*Tarea*:
Sustituye "laid out like" por "formatted as" en todos los registros siguientes y vuelve a escribirlos sin ningún otro cambio.

.....

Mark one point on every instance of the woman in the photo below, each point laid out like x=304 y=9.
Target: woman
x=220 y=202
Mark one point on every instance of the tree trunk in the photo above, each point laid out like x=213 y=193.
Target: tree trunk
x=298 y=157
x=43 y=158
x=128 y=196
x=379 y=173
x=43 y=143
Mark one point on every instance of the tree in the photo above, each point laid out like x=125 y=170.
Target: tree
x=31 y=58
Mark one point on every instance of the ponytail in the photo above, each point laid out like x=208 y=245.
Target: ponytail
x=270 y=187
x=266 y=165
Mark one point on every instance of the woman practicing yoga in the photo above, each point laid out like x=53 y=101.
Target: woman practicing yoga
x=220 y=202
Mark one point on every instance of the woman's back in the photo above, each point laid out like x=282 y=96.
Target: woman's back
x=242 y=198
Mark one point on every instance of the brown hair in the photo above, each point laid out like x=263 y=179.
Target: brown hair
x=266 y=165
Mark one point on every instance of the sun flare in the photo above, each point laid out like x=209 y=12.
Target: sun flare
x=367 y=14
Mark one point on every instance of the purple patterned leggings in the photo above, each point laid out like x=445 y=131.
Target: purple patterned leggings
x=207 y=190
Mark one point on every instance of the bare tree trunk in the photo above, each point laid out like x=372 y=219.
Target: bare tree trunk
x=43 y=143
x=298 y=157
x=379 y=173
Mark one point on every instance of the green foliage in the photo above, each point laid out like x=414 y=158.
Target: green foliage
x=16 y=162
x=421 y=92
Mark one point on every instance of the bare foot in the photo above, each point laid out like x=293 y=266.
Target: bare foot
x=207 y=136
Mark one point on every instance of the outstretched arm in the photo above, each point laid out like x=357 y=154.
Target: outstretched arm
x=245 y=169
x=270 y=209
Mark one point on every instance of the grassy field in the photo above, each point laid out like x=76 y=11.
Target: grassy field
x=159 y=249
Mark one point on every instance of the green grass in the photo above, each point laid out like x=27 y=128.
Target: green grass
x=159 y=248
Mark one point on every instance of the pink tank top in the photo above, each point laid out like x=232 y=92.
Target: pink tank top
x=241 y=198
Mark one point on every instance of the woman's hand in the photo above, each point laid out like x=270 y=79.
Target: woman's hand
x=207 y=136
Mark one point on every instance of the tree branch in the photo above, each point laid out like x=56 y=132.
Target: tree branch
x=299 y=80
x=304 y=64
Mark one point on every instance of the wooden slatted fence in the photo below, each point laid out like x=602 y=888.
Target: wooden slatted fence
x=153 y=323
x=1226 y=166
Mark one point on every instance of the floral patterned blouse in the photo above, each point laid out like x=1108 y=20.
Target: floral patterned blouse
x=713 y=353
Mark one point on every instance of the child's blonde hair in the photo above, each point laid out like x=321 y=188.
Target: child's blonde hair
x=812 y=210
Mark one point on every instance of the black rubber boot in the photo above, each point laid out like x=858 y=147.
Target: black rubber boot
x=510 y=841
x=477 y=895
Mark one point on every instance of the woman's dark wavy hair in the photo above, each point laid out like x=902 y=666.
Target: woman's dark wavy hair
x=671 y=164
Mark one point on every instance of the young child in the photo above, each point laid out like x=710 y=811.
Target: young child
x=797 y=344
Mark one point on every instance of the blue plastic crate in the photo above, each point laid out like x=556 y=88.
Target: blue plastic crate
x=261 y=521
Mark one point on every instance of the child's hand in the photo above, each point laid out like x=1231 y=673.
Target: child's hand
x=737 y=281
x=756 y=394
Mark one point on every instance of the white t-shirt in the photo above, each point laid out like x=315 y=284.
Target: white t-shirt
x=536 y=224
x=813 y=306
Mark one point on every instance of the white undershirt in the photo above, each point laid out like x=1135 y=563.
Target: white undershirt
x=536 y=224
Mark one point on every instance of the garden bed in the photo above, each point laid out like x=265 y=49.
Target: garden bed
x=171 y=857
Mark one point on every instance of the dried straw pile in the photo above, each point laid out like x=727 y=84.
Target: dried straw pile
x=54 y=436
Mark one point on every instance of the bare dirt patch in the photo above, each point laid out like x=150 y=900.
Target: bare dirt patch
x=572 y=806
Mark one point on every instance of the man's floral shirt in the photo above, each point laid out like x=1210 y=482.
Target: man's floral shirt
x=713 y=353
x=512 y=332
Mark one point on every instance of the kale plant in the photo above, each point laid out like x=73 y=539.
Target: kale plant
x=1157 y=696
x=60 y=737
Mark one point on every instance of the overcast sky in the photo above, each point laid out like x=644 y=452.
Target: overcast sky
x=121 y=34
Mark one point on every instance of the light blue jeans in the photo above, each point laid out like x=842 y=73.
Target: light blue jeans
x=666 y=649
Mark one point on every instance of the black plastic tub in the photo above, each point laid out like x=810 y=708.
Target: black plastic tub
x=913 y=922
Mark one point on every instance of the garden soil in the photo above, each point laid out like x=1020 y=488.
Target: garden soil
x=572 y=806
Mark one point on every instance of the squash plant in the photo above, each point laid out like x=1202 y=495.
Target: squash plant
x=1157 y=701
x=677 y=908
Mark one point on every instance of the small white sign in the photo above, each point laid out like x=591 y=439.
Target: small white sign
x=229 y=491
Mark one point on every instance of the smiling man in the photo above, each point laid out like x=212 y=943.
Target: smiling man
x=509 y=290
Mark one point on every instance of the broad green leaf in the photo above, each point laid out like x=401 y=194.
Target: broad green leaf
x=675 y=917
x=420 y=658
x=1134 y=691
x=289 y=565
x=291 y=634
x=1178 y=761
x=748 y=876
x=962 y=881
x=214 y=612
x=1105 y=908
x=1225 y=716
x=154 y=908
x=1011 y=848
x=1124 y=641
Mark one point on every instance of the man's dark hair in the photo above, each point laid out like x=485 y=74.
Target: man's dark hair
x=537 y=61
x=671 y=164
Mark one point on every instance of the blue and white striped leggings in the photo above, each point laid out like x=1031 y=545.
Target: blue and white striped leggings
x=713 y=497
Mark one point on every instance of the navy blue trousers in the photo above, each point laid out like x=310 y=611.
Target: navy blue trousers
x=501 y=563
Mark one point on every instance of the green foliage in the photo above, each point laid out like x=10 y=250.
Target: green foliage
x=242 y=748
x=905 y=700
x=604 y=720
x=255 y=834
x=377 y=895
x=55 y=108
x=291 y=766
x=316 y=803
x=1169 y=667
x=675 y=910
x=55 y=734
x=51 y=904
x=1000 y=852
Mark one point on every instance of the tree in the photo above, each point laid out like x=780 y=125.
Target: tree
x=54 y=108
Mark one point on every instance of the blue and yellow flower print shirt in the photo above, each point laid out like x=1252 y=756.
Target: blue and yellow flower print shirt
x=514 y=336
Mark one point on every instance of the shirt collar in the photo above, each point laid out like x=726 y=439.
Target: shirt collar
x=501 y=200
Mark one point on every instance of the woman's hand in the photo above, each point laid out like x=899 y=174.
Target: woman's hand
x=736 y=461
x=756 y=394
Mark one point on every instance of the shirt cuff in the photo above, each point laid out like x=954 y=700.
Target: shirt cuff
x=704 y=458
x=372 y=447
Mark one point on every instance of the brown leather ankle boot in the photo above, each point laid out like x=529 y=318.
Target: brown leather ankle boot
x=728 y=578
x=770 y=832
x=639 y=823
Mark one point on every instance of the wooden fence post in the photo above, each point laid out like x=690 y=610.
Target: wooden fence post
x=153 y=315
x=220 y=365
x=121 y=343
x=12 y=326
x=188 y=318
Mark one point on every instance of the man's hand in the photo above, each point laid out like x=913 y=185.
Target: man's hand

.....

*Solución de la tarea*:
Mark one point on every instance of the woman in the photo below, each point formatted as x=304 y=9.
Target: woman
x=220 y=202
Mark one point on every instance of the tree trunk in the photo above, each point formatted as x=213 y=193.
Target: tree trunk
x=298 y=157
x=43 y=158
x=128 y=196
x=379 y=173
x=43 y=143
Mark one point on every instance of the tree in the photo above, each point formatted as x=125 y=170.
Target: tree
x=31 y=58
Mark one point on every instance of the ponytail in the photo above, each point formatted as x=208 y=245.
Target: ponytail
x=270 y=187
x=266 y=165
Mark one point on every instance of the woman practicing yoga in the photo above, each point formatted as x=53 y=101.
Target: woman practicing yoga
x=220 y=202
Mark one point on every instance of the woman's back in the photo above, each point formatted as x=282 y=96.
Target: woman's back
x=242 y=198
Mark one point on every instance of the brown hair in the photo above, each point formatted as x=263 y=179.
Target: brown hair
x=266 y=165
Mark one point on every instance of the sun flare in the photo above, each point formatted as x=209 y=12.
Target: sun flare
x=367 y=14
Mark one point on every instance of the purple patterned leggings in the photo above, each point formatted as x=445 y=131.
Target: purple patterned leggings
x=207 y=190
Mark one point on every instance of the bare tree trunk in the photo above, each point formatted as x=372 y=219.
Target: bare tree trunk
x=43 y=143
x=298 y=157
x=379 y=173
Mark one point on every instance of the green foliage in the photo above, each point formatted as x=414 y=158.
Target: green foliage
x=16 y=162
x=421 y=92
Mark one point on every instance of the bare foot in the photo above, each point formatted as x=293 y=266.
Target: bare foot
x=207 y=136
Mark one point on every instance of the outstretched arm in the photo above, each point formatted as x=357 y=154.
Target: outstretched arm
x=245 y=169
x=270 y=209
Mark one point on every instance of the grassy field in the photo above, each point formatted as x=76 y=11.
Target: grassy field
x=159 y=249
Mark one point on every instance of the green grass in the photo above, each point formatted as x=27 y=128.
Target: green grass
x=159 y=248
Mark one point on every instance of the pink tank top in the photo above, each point formatted as x=232 y=92.
Target: pink tank top
x=241 y=198
Mark one point on every instance of the woman's hand in the photo above, each point formatted as x=270 y=79.
Target: woman's hand
x=207 y=136
Mark one point on every instance of the tree branch in the photo above, each point formatted as x=56 y=132.
Target: tree branch
x=299 y=80
x=304 y=64
Mark one point on every instance of the wooden slatted fence in the photo below, each point formatted as x=602 y=888.
Target: wooden slatted fence
x=153 y=323
x=1226 y=166
Mark one point on every instance of the floral patterned blouse in the photo above, each point formatted as x=1108 y=20.
Target: floral patterned blouse
x=713 y=353
Mark one point on every instance of the child's blonde hair in the photo above, each point formatted as x=321 y=188.
Target: child's blonde hair
x=812 y=210
Mark one point on every instance of the black rubber boot in the photo above, each point formatted as x=858 y=147.
Target: black rubber boot
x=510 y=841
x=477 y=895
Mark one point on every instance of the woman's dark wavy hair in the photo above, each point formatted as x=902 y=666.
Target: woman's dark wavy hair
x=671 y=164
Mark one point on every instance of the young child in the photo above, each point formatted as x=710 y=811.
Target: young child
x=797 y=344
Mark one point on every instance of the blue plastic crate in the photo above, each point formatted as x=556 y=88.
Target: blue plastic crate
x=261 y=521
Mark one point on every instance of the child's hand in the photo above, each point formatted as x=1231 y=673.
Target: child's hand
x=737 y=281
x=756 y=394
Mark one point on every instance of the white t-shirt in the photo above, each point formatted as x=315 y=284.
Target: white t-shirt
x=536 y=224
x=813 y=306
Mark one point on every instance of the white undershirt in the photo above, each point formatted as x=1135 y=563.
Target: white undershirt
x=536 y=224
Mark one point on every instance of the garden bed in the photo above, each point formatted as x=265 y=49.
Target: garden bed
x=171 y=857
Mark one point on every instance of the dried straw pile in the photo above, each point formatted as x=727 y=84.
Target: dried straw pile
x=54 y=436
Mark one point on every instance of the bare dirt patch in the photo above, each point formatted as x=150 y=900.
Target: bare dirt patch
x=572 y=806
Mark one point on every instance of the man's floral shirt in the photo above, each point formatted as x=1210 y=482.
Target: man's floral shirt
x=713 y=353
x=512 y=332
Mark one point on every instance of the kale plant in the photo above, each point formatted as x=73 y=539.
Target: kale plant
x=1157 y=696
x=60 y=737
Mark one point on every instance of the overcast sky in the photo above, each point formatted as x=644 y=452.
Target: overcast sky
x=121 y=34
Mark one point on every instance of the light blue jeans in the photo above, each point formatted as x=842 y=73.
Target: light blue jeans
x=666 y=649
Mark one point on every instance of the black plastic tub in the photo above, each point formatted as x=810 y=708.
Target: black plastic tub
x=913 y=922
Mark one point on every instance of the garden soil in the photo above, each point formatted as x=1020 y=488.
Target: garden soil
x=572 y=806
Mark one point on every instance of the squash plant in the photo above, each point formatted as x=1202 y=495.
Target: squash plant
x=1157 y=701
x=677 y=908
Mark one point on every instance of the small white sign in the photo above, each point formatted as x=591 y=439.
Target: small white sign
x=229 y=491
Mark one point on every instance of the smiling man in the photo above, each point formatted as x=212 y=943.
Target: smiling man
x=509 y=290
Mark one point on every instance of the broad green leaf in the photo above, each point formatted as x=401 y=194.
Target: broad green leaf
x=675 y=917
x=420 y=658
x=1134 y=691
x=289 y=565
x=291 y=634
x=1178 y=761
x=748 y=876
x=962 y=881
x=214 y=612
x=1105 y=908
x=1225 y=716
x=154 y=908
x=1011 y=848
x=1124 y=641
Mark one point on every instance of the man's dark hair in the photo above, each point formatted as x=485 y=74.
Target: man's dark hair
x=537 y=61
x=671 y=164
Mark one point on every instance of the blue and white striped leggings in the photo above, each point formatted as x=1031 y=545.
Target: blue and white striped leggings
x=713 y=497
Mark one point on every instance of the navy blue trousers in the photo above, each point formatted as x=310 y=611.
Target: navy blue trousers
x=501 y=563
Mark one point on every instance of the green foliage in the photo above, each point formatted as x=10 y=250.
Target: green foliage
x=242 y=748
x=905 y=700
x=604 y=720
x=255 y=834
x=377 y=895
x=55 y=108
x=291 y=766
x=316 y=803
x=1169 y=667
x=675 y=910
x=55 y=734
x=51 y=904
x=1000 y=852
Mark one point on every instance of the tree in the photo above, each point formatted as x=780 y=125.
Target: tree
x=54 y=108
Mark one point on every instance of the blue and yellow flower print shirt in the photo above, each point formatted as x=1252 y=756.
Target: blue and yellow flower print shirt
x=514 y=336
Mark one point on every instance of the shirt collar in the photo above, each point formatted as x=726 y=439.
Target: shirt collar
x=501 y=200
Mark one point on every instance of the woman's hand in the photo above, each point formatted as x=899 y=174.
Target: woman's hand
x=736 y=461
x=756 y=394
Mark one point on every instance of the shirt cuff in the photo above, each point formatted as x=954 y=700.
Target: shirt cuff
x=704 y=458
x=372 y=447
Mark one point on every instance of the brown leather ankle boot in the photo above, each point formatted as x=529 y=318.
Target: brown leather ankle boot
x=728 y=578
x=770 y=832
x=639 y=823
Mark one point on every instance of the wooden fence post in the photo above, each point formatted as x=690 y=610.
Target: wooden fence post
x=153 y=315
x=220 y=365
x=121 y=343
x=12 y=326
x=188 y=318
Mark one point on every instance of the man's hand in the photo above, each point formatted as x=913 y=185.
Target: man's hand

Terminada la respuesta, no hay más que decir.